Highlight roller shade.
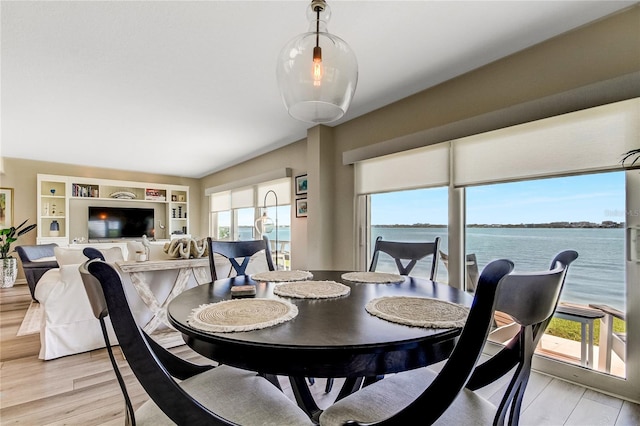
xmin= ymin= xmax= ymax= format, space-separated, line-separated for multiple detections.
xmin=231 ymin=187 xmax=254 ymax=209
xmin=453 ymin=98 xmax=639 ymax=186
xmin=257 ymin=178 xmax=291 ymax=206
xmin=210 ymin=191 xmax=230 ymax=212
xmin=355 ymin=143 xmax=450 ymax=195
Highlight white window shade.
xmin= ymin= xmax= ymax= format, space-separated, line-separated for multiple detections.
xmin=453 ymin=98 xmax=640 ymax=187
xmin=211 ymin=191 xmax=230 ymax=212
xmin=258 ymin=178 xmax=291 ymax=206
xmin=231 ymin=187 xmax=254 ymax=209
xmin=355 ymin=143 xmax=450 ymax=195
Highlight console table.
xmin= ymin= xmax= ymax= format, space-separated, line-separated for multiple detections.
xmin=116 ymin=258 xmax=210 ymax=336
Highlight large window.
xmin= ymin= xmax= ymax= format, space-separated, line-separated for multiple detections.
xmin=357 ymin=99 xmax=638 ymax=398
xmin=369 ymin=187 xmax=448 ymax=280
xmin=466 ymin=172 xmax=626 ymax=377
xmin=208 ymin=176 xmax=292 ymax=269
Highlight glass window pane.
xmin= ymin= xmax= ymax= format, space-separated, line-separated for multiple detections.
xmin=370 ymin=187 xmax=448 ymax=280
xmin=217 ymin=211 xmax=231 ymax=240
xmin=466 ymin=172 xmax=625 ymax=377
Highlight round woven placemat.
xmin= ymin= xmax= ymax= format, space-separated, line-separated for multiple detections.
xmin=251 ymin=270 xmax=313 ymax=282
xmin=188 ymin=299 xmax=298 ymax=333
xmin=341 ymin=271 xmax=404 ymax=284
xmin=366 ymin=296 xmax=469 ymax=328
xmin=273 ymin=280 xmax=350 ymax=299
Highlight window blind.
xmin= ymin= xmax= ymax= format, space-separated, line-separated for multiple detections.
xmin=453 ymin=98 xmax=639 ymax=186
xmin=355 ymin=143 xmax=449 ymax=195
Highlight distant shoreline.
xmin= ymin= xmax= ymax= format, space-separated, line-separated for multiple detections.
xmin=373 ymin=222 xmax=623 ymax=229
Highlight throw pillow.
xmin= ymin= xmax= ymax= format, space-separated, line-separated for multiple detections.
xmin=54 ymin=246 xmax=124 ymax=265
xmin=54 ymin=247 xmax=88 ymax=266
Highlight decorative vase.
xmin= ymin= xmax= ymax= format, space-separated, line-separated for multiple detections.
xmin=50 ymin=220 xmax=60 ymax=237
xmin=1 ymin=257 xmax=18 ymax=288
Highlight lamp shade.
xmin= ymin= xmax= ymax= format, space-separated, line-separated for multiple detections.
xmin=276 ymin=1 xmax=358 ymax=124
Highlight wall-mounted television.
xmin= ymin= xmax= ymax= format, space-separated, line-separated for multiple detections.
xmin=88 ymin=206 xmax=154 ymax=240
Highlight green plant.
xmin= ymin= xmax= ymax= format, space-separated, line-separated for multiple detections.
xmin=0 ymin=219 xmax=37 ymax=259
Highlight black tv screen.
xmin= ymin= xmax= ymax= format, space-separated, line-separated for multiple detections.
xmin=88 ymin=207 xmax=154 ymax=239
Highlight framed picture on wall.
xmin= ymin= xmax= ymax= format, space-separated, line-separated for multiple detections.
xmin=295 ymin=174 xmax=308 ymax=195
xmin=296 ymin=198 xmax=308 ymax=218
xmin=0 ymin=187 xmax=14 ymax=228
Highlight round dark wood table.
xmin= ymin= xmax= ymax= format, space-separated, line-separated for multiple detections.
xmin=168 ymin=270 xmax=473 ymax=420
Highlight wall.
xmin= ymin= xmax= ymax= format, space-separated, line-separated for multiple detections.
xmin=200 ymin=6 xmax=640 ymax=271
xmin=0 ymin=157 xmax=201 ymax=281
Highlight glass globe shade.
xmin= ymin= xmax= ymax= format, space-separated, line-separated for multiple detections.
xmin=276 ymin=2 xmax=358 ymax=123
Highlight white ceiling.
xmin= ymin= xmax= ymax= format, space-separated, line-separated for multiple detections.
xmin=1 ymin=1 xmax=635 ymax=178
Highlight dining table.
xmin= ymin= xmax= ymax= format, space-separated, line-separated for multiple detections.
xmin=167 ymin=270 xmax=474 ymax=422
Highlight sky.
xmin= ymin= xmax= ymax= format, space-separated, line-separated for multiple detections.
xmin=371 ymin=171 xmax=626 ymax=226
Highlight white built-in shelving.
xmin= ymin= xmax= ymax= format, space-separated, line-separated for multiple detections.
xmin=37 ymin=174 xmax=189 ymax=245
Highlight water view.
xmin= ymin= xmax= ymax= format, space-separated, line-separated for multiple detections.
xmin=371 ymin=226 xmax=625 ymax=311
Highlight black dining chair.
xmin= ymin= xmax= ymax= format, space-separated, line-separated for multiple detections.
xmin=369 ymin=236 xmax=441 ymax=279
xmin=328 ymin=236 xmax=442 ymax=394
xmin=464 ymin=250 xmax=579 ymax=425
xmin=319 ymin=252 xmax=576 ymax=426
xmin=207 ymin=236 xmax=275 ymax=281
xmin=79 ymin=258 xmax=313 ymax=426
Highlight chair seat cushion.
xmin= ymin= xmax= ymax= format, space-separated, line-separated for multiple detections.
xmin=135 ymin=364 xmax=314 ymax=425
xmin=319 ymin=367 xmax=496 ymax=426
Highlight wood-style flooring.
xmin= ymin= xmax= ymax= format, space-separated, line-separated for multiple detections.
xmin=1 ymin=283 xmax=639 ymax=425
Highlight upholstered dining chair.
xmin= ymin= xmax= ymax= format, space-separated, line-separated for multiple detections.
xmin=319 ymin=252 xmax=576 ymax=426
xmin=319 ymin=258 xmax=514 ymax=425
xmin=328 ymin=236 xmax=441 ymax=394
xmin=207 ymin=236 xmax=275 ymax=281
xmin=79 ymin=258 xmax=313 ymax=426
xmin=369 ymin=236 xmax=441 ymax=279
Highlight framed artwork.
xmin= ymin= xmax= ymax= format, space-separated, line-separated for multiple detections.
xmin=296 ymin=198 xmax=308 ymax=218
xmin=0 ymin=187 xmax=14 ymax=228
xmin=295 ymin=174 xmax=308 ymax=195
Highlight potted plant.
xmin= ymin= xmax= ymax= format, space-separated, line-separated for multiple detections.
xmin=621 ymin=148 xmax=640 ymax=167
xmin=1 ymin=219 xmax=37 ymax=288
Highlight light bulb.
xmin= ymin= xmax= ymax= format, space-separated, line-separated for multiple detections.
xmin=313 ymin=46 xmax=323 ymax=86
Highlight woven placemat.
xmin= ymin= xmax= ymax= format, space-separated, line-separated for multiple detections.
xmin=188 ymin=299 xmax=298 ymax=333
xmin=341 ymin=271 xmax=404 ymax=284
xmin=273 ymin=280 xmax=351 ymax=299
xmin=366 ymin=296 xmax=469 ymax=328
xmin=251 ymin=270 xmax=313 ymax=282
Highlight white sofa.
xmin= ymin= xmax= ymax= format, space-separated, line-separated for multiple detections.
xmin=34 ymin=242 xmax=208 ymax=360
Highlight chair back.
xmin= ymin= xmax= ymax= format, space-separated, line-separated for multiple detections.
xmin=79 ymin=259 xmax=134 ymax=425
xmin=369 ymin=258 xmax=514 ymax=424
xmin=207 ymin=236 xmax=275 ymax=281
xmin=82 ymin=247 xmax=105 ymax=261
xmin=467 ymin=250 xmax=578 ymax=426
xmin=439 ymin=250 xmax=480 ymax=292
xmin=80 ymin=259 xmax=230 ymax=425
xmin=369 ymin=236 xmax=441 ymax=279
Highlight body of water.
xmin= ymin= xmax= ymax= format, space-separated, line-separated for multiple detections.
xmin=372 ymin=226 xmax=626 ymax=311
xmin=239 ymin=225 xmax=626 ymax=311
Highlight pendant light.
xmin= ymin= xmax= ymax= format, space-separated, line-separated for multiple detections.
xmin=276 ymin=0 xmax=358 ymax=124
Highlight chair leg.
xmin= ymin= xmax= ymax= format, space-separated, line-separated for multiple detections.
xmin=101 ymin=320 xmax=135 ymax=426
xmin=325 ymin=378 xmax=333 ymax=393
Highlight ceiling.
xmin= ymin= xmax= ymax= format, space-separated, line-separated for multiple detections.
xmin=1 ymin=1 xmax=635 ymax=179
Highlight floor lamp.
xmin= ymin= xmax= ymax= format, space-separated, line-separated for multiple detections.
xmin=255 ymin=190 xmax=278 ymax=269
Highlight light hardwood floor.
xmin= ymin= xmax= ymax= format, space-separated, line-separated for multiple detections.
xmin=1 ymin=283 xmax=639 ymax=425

....................

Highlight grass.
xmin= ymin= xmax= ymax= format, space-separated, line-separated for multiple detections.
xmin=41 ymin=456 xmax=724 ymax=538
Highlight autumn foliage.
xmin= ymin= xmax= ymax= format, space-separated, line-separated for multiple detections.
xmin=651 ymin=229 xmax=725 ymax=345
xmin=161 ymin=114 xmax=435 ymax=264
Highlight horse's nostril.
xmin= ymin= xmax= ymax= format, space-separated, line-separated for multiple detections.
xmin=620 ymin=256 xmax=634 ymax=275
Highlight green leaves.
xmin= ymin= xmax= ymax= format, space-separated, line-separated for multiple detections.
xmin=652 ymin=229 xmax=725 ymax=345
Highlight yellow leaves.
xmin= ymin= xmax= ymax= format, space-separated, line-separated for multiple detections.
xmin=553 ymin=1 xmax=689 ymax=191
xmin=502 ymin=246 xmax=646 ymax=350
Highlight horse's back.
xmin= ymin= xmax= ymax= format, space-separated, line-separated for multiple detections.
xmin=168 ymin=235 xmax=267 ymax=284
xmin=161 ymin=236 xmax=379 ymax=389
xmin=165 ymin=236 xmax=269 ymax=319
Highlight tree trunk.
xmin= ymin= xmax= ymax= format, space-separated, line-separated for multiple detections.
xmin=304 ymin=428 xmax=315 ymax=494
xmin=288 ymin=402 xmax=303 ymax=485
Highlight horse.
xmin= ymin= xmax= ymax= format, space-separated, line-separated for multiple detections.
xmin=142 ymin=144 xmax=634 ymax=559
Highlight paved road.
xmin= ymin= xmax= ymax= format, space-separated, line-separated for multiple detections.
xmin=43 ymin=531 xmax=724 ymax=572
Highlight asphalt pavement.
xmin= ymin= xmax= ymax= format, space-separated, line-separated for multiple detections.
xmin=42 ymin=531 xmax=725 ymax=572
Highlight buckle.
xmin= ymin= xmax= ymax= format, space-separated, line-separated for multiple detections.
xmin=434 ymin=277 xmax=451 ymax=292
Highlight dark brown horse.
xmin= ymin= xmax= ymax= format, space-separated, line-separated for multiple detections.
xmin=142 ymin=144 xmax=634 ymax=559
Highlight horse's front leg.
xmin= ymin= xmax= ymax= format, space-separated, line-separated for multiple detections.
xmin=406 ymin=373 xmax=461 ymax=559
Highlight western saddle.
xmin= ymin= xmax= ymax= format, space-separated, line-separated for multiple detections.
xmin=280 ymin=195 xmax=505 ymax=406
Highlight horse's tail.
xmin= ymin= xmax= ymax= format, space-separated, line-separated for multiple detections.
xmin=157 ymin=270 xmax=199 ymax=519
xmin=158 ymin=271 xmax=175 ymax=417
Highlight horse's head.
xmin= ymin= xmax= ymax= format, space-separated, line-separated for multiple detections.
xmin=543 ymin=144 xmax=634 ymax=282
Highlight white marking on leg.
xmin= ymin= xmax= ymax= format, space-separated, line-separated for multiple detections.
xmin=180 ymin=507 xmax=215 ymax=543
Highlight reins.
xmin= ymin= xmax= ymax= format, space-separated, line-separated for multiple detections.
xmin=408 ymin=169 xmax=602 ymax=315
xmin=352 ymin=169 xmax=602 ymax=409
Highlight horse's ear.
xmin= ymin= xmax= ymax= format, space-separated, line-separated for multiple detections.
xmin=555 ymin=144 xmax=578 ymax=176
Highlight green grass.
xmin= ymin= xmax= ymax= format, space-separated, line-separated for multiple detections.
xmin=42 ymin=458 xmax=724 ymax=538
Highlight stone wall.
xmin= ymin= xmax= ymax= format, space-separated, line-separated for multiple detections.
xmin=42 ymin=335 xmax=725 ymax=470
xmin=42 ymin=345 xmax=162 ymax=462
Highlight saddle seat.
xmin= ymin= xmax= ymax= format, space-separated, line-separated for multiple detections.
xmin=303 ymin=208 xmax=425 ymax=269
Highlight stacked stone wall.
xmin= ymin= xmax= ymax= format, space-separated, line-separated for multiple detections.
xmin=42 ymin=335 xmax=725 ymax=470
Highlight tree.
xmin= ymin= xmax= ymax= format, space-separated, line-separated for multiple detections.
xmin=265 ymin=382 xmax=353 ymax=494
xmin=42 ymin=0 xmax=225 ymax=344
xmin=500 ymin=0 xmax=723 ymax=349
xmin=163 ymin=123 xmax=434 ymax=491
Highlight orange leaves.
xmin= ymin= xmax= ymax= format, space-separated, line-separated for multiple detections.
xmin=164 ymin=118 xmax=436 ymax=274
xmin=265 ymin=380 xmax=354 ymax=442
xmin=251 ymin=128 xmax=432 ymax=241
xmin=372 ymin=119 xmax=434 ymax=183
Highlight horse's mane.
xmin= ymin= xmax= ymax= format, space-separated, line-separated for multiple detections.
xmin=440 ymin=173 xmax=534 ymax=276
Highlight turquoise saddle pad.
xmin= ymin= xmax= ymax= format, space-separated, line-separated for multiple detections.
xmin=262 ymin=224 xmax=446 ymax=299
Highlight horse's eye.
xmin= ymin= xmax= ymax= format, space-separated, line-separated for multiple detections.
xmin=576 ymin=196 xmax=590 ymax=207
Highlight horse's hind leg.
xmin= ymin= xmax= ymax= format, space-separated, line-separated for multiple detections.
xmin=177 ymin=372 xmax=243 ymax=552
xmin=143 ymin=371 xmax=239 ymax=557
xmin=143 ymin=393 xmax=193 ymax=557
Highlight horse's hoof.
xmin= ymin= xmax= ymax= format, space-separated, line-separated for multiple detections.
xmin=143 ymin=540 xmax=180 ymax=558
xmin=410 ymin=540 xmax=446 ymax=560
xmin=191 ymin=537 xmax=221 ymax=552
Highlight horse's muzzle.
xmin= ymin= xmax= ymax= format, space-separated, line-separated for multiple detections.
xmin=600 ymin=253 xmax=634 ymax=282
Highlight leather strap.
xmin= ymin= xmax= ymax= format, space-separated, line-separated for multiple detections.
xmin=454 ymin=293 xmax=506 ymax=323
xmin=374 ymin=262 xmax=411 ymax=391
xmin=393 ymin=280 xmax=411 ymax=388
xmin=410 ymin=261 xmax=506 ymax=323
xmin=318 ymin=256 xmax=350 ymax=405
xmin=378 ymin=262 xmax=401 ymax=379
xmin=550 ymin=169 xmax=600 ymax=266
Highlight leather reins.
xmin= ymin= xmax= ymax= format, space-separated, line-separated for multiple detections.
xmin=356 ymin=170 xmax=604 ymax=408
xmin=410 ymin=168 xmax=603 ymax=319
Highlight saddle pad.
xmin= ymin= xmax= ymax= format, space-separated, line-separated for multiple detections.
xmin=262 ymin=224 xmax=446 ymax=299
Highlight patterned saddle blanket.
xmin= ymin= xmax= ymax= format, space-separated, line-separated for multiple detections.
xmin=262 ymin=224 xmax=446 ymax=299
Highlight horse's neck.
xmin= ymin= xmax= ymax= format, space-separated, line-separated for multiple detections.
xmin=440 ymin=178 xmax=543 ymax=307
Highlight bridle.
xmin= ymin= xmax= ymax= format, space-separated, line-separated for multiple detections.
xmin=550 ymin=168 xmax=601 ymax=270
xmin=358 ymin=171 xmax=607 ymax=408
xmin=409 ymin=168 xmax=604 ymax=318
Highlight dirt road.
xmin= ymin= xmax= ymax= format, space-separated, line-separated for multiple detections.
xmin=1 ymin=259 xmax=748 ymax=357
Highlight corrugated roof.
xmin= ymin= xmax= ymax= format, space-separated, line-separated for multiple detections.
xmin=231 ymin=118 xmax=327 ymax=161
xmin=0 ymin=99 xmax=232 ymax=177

....................

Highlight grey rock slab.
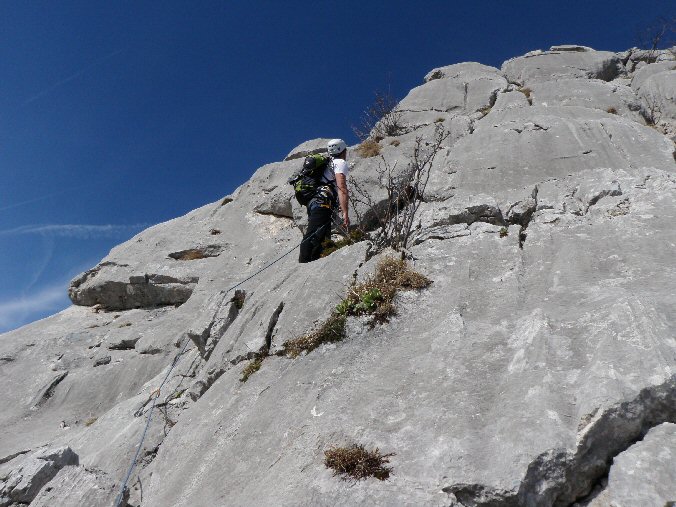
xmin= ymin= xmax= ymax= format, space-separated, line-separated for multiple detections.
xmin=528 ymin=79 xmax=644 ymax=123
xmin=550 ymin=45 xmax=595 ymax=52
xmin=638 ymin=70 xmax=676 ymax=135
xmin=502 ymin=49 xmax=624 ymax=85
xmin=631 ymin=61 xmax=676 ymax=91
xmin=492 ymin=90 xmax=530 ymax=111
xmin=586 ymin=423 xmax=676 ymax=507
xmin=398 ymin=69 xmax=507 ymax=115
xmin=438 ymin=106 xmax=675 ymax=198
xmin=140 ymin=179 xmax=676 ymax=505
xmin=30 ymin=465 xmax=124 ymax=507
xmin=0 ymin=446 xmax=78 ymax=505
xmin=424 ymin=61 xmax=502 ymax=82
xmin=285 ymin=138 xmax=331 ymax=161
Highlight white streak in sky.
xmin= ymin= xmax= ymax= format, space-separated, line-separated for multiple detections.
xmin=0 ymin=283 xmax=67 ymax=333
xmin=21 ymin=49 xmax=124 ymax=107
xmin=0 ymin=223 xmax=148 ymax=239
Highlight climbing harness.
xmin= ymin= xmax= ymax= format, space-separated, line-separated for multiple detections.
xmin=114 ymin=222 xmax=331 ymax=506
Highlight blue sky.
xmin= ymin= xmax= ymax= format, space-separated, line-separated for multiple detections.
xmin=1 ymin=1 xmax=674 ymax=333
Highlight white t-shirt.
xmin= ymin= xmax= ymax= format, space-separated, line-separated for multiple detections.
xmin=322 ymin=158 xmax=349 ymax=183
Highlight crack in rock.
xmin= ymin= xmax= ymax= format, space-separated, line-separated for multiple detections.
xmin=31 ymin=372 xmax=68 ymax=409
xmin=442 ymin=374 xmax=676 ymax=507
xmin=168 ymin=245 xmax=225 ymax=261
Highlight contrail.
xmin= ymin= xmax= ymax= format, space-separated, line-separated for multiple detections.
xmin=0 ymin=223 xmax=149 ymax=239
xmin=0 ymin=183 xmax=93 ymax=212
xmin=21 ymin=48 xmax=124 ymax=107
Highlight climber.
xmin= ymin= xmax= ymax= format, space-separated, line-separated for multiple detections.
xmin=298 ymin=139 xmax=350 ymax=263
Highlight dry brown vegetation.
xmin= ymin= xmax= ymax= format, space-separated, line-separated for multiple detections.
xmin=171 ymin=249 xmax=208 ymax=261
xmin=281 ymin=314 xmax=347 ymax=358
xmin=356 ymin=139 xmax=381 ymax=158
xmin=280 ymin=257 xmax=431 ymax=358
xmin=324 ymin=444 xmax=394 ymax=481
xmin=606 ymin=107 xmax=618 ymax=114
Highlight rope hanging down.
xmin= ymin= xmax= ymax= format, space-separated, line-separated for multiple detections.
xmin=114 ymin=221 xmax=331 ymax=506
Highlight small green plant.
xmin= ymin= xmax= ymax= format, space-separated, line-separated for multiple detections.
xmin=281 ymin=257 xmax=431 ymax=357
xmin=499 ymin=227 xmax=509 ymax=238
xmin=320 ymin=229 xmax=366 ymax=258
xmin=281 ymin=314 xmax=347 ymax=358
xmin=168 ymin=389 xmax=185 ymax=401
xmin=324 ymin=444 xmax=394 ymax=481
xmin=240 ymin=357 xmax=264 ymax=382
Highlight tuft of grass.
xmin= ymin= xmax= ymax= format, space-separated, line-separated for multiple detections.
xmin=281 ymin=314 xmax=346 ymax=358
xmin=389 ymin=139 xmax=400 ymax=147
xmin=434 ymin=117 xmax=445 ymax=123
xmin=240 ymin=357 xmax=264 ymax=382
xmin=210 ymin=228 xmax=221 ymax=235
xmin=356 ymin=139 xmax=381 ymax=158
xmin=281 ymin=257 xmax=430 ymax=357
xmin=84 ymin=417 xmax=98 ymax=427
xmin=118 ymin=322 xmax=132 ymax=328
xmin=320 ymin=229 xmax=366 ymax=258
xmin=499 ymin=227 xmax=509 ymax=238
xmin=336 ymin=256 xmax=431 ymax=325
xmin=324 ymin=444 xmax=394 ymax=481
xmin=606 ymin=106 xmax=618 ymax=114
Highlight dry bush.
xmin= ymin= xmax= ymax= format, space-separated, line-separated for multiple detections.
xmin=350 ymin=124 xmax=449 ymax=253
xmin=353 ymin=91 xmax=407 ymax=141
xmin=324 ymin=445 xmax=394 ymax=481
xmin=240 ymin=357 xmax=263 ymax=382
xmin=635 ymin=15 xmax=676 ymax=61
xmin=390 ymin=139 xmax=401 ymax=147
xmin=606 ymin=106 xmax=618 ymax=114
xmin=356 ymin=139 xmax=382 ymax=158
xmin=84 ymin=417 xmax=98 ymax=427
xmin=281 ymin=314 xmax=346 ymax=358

....................

§ Work order:
In the listing above, find the line with "Highlight window blind." and the line with "Highlight lamp shade.", then print exactly those lines and every line between them.

§ Finished exercise:
Highlight window blind.
xmin= ymin= xmax= ymax= format, space-separated, line-separated for multiple detections.
xmin=453 ymin=98 xmax=639 ymax=186
xmin=355 ymin=143 xmax=449 ymax=195
Highlight distant shoreline.
xmin= ymin= xmax= ymax= format, space-separated, line-separated for multiple detections.
xmin=373 ymin=222 xmax=623 ymax=229
Highlight throw pillow.
xmin= ymin= xmax= ymax= format, space-separated, line-separated for multiple detections.
xmin=54 ymin=246 xmax=124 ymax=265
xmin=54 ymin=247 xmax=88 ymax=266
Highlight decorative vase.
xmin= ymin= xmax= ymax= format, space-separated, line-separated for multiple detections.
xmin=50 ymin=220 xmax=60 ymax=237
xmin=1 ymin=257 xmax=18 ymax=288
Highlight lamp shade.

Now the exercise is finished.